# [EXERCISE MATERIALS]
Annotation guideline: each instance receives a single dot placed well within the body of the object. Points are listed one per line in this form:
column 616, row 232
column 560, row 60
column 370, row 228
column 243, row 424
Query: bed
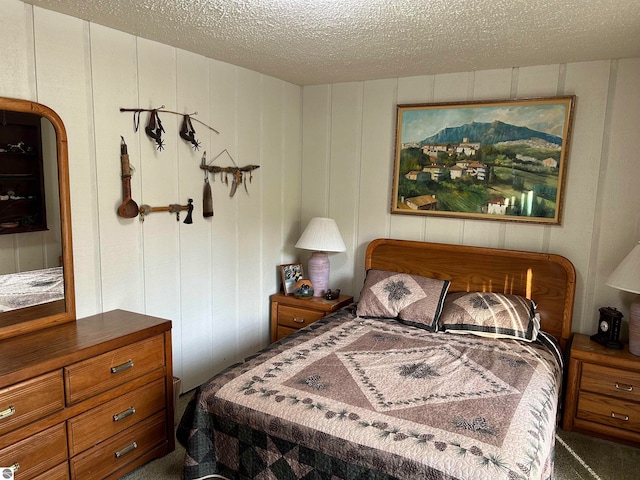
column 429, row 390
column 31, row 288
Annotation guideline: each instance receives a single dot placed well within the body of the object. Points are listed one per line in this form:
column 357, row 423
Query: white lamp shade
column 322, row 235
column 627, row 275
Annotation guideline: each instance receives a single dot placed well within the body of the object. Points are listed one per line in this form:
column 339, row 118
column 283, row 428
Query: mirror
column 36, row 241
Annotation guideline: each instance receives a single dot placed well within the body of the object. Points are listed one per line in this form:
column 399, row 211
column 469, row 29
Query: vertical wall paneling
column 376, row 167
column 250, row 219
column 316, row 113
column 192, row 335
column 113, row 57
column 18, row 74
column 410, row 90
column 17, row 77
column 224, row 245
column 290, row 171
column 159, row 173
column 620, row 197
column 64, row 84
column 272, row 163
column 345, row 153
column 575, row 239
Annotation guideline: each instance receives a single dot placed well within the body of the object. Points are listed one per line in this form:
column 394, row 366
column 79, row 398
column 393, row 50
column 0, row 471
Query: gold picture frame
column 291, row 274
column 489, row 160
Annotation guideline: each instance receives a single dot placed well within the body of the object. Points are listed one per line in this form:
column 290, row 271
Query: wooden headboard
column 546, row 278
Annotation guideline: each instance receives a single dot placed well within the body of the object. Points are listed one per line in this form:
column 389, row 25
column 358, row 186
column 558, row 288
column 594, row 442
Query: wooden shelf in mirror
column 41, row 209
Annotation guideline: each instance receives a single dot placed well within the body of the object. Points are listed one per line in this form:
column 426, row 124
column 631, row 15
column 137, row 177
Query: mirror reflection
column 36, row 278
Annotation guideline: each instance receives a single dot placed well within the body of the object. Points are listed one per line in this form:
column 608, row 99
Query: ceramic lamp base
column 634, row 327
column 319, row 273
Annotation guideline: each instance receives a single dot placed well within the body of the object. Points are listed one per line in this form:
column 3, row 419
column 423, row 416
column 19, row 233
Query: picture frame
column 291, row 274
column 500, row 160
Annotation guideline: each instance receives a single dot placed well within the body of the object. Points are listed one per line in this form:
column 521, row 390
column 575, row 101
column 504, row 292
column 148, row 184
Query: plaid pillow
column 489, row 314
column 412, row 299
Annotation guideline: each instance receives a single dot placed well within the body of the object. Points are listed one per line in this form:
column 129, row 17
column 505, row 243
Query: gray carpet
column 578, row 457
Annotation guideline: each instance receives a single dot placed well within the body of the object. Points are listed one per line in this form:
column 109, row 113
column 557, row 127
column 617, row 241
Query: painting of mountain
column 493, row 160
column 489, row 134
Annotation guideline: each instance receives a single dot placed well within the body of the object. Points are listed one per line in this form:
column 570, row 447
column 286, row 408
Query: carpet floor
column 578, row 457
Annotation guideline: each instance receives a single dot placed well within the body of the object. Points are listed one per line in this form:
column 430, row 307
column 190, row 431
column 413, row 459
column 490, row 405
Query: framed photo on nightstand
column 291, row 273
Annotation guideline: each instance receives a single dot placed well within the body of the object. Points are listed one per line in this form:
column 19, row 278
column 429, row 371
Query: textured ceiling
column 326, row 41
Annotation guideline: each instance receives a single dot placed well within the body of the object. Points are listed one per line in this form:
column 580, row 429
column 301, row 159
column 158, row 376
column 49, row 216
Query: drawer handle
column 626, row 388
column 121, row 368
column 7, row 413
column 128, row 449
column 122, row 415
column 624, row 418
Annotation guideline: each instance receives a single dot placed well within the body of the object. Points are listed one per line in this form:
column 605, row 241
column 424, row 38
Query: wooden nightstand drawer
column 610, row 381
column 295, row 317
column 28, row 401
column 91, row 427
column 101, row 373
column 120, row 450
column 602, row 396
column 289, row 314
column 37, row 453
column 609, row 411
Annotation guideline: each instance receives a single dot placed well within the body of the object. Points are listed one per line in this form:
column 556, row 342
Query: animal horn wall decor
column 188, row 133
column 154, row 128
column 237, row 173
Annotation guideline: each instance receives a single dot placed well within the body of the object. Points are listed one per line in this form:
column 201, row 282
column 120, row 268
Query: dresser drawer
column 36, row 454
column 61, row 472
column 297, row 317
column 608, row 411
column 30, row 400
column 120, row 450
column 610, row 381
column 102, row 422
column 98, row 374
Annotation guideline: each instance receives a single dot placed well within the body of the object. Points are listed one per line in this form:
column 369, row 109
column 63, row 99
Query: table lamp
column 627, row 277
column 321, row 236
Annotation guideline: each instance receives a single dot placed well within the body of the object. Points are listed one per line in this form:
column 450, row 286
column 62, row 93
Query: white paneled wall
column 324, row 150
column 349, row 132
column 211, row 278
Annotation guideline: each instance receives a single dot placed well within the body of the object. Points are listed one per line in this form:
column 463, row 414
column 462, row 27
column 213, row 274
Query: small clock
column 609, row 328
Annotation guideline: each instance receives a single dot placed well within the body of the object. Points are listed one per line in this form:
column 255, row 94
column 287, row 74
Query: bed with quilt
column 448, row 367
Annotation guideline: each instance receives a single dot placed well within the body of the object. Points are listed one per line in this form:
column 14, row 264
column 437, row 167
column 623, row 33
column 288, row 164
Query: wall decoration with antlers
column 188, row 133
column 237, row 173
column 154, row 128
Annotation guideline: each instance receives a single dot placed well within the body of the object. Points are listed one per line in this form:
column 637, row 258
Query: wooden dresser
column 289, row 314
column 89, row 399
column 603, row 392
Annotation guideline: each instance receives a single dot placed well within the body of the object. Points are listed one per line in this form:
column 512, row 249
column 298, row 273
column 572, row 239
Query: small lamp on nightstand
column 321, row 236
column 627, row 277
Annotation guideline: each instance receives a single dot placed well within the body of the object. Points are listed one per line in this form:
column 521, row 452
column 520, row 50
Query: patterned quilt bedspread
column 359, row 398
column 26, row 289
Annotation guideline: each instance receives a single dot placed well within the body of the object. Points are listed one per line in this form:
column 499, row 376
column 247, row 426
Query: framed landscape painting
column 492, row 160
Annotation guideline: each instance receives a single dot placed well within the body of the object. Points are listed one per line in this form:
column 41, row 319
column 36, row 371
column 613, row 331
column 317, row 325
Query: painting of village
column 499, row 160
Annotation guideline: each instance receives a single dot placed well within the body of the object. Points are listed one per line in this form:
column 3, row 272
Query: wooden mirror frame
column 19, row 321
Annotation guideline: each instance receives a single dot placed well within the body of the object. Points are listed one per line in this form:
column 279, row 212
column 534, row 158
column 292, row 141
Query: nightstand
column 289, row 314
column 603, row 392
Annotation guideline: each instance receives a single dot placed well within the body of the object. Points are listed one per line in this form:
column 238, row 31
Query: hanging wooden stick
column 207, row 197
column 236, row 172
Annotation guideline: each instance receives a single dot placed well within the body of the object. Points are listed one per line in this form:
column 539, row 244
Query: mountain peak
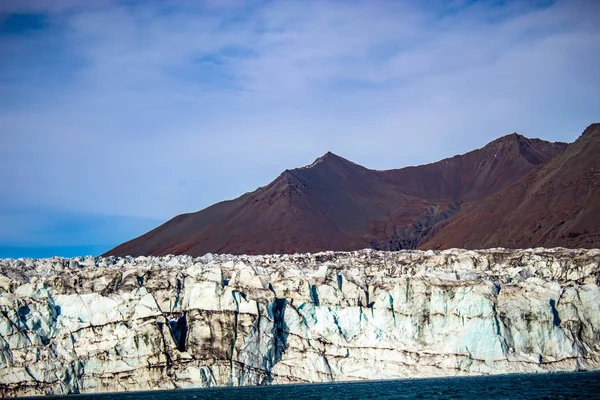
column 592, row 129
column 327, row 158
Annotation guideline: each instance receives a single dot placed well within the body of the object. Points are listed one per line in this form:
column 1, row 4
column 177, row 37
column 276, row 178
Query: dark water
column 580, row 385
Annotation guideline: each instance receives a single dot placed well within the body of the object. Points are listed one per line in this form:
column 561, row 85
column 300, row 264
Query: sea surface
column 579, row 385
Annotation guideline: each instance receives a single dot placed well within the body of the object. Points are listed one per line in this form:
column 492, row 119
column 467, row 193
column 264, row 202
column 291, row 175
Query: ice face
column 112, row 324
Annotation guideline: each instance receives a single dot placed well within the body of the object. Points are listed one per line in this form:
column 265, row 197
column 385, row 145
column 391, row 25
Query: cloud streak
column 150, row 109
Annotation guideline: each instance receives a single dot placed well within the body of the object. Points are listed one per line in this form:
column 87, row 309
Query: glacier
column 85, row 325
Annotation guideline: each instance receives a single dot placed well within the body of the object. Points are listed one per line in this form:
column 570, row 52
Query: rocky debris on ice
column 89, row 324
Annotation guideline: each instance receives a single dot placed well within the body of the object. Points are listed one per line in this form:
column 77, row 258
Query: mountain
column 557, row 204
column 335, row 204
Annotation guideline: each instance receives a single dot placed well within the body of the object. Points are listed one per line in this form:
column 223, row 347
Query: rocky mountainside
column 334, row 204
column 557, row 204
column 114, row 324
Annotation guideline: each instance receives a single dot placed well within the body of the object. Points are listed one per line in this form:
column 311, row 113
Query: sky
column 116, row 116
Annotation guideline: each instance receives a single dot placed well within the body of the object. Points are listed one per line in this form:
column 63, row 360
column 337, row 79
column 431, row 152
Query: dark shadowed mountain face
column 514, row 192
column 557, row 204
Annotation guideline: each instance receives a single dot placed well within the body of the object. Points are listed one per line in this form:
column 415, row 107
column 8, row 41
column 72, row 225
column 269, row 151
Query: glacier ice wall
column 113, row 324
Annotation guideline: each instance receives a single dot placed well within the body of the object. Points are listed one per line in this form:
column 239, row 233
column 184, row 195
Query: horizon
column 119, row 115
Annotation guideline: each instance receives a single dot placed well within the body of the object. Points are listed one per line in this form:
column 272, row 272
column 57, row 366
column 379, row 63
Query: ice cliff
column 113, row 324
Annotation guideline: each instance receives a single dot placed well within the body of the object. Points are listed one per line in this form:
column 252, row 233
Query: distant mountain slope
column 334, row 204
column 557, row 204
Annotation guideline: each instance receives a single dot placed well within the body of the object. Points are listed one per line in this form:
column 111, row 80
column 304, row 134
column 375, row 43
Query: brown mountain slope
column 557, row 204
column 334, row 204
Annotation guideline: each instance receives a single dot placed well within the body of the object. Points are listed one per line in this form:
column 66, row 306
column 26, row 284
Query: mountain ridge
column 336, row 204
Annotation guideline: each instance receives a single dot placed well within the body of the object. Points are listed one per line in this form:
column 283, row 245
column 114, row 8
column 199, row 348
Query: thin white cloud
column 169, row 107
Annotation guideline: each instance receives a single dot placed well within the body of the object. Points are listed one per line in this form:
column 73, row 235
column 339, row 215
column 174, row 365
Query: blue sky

# [WORK TO BE COMPLETED]
Count the lines of the listing above that contain the string "quilt", treating case as significant, and give only the number.

# [TASK RESPONSE]
2